From the entries, filter out every line that lacks "shows" and copy the rest.

**Point localization data**
::::
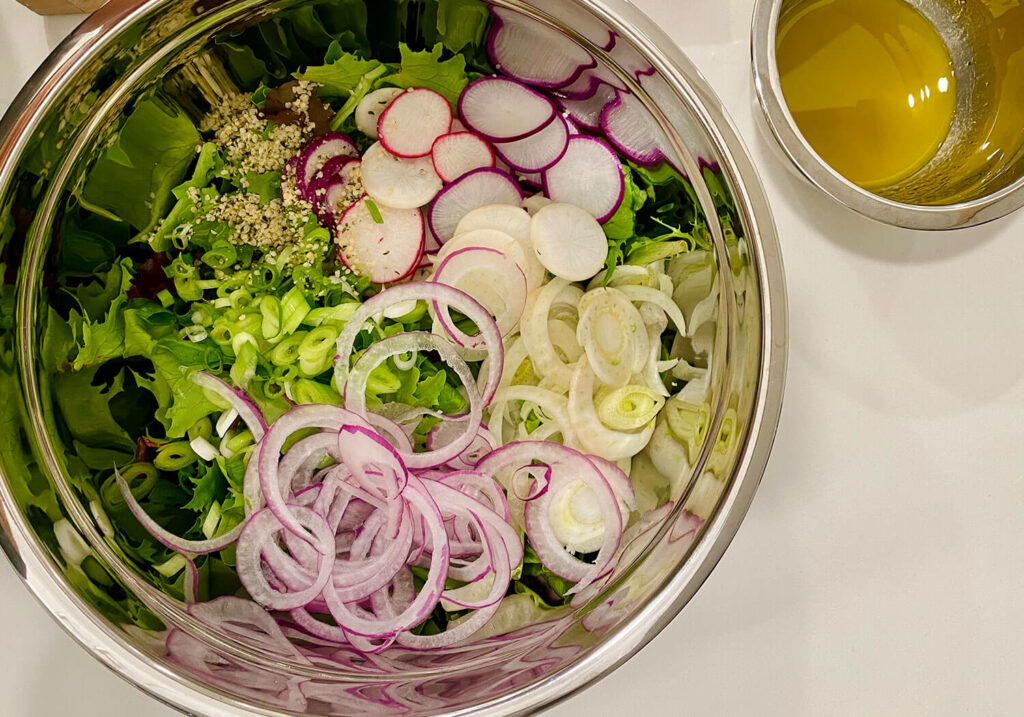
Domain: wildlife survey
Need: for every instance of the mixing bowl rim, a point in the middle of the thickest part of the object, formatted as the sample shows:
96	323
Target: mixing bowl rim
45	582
::::
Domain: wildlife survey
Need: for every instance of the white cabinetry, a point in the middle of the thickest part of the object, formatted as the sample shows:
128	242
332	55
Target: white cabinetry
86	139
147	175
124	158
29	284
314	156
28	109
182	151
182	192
::::
**Solution**
Need: for every instance of the mixing bowl rim, a point in the middle of the thickest part of the object, formatted as the sample shows:
Need: for every instance of the white cabinetry, a point in the middle of the thickest part of the object, formatted as the sample shows:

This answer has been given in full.